:: OBJECTIVE ::
Collect each line of the records below that contains the string "rock" and copy it in full. The match is case-sensitive.

(Image annotation data)
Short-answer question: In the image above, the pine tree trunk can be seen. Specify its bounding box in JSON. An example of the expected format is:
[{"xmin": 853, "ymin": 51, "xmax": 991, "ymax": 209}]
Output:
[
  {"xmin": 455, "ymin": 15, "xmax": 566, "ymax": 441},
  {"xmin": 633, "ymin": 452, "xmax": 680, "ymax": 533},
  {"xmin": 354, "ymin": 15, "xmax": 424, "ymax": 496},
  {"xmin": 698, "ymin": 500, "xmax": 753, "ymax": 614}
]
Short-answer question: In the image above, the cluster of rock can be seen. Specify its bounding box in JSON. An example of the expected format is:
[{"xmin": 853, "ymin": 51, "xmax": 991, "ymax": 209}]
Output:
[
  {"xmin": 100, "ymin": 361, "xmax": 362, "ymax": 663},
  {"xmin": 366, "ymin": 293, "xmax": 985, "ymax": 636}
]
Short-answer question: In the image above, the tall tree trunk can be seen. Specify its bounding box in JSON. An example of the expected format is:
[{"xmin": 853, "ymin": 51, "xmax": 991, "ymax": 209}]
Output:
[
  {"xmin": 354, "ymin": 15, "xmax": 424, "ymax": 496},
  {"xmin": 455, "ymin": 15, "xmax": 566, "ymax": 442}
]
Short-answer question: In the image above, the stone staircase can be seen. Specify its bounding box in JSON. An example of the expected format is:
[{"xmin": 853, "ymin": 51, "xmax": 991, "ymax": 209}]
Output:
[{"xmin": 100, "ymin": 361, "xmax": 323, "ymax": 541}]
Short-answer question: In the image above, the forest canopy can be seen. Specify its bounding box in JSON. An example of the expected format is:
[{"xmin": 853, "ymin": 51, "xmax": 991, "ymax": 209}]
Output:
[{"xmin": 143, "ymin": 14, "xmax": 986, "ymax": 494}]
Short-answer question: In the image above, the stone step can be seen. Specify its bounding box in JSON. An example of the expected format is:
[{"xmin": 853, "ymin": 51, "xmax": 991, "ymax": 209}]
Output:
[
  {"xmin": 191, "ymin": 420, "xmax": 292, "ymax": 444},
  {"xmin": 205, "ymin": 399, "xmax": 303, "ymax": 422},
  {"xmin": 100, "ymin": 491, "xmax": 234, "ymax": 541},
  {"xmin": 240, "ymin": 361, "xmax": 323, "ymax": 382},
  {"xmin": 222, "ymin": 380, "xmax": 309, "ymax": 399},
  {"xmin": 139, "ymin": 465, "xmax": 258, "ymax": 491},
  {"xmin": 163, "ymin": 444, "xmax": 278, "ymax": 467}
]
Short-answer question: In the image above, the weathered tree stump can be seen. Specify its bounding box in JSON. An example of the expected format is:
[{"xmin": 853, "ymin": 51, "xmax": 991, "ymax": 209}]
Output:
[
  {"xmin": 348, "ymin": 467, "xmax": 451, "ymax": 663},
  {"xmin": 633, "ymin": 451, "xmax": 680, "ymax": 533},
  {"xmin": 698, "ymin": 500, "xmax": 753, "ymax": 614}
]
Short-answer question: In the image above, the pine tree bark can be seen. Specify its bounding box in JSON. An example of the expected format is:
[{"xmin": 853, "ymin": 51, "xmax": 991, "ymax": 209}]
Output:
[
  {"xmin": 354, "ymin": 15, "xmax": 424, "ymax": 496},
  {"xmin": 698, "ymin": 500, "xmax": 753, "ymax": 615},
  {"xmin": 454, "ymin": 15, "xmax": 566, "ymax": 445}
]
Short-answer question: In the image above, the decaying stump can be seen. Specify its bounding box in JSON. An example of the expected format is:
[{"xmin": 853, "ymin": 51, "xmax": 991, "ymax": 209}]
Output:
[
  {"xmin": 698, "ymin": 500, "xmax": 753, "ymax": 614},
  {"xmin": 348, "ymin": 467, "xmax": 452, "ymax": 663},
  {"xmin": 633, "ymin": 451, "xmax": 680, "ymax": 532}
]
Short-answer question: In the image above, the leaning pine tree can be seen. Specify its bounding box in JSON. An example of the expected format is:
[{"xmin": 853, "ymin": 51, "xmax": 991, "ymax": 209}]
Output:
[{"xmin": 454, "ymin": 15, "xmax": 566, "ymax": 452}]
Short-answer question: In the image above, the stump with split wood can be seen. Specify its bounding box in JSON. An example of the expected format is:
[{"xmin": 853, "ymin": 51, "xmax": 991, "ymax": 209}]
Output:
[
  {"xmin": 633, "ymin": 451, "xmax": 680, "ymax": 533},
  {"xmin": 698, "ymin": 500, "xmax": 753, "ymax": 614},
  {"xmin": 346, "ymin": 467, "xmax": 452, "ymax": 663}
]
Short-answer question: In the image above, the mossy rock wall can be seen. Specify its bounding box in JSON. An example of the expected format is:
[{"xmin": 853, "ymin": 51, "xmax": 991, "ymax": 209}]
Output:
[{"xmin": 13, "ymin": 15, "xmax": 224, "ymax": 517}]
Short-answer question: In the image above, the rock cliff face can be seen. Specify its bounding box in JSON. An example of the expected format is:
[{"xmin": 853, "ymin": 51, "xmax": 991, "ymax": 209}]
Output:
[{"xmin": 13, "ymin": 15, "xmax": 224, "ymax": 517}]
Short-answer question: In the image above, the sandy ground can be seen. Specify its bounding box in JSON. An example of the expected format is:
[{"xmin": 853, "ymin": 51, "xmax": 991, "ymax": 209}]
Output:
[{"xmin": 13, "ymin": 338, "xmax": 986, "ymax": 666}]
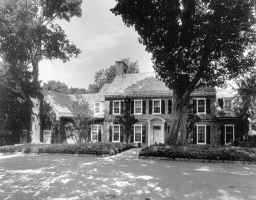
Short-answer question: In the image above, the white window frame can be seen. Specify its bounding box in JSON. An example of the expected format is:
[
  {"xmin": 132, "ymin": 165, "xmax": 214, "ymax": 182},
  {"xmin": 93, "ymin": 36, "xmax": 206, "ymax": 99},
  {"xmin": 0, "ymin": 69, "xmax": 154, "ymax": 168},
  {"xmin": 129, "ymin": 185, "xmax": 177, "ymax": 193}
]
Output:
[
  {"xmin": 133, "ymin": 124, "xmax": 142, "ymax": 144},
  {"xmin": 223, "ymin": 98, "xmax": 232, "ymax": 110},
  {"xmin": 152, "ymin": 99, "xmax": 162, "ymax": 115},
  {"xmin": 91, "ymin": 124, "xmax": 101, "ymax": 142},
  {"xmin": 112, "ymin": 124, "xmax": 121, "ymax": 143},
  {"xmin": 224, "ymin": 124, "xmax": 235, "ymax": 145},
  {"xmin": 112, "ymin": 100, "xmax": 121, "ymax": 115},
  {"xmin": 133, "ymin": 99, "xmax": 143, "ymax": 115},
  {"xmin": 94, "ymin": 102, "xmax": 101, "ymax": 114},
  {"xmin": 196, "ymin": 98, "xmax": 207, "ymax": 114},
  {"xmin": 196, "ymin": 124, "xmax": 207, "ymax": 145}
]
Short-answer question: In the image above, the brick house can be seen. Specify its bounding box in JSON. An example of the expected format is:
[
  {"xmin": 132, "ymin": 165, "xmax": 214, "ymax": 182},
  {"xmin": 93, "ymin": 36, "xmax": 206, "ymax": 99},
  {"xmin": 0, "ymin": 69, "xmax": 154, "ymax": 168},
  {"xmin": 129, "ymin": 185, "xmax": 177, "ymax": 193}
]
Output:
[
  {"xmin": 43, "ymin": 71, "xmax": 246, "ymax": 146},
  {"xmin": 91, "ymin": 73, "xmax": 244, "ymax": 145}
]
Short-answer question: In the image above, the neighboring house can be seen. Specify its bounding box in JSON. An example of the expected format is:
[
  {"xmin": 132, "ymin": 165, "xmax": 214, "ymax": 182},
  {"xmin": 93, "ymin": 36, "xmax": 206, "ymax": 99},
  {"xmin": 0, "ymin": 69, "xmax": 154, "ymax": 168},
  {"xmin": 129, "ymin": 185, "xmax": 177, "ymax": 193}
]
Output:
[{"xmin": 44, "ymin": 88, "xmax": 105, "ymax": 143}]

:: EXPECTED ANSWER ::
Short-answer question: In the image above, the cluster of rock can be seen. Specify its bounding box in JSON. An example of the expected format is:
Short-answer question: In the image above, the mossy rock wall can be seen. Specify its bounding box in JSON. An example of the expected format is:
Short-answer question: In the image above, the rock cliff face can be seen. Specify its bounding box in JSON. An example of the expected format is:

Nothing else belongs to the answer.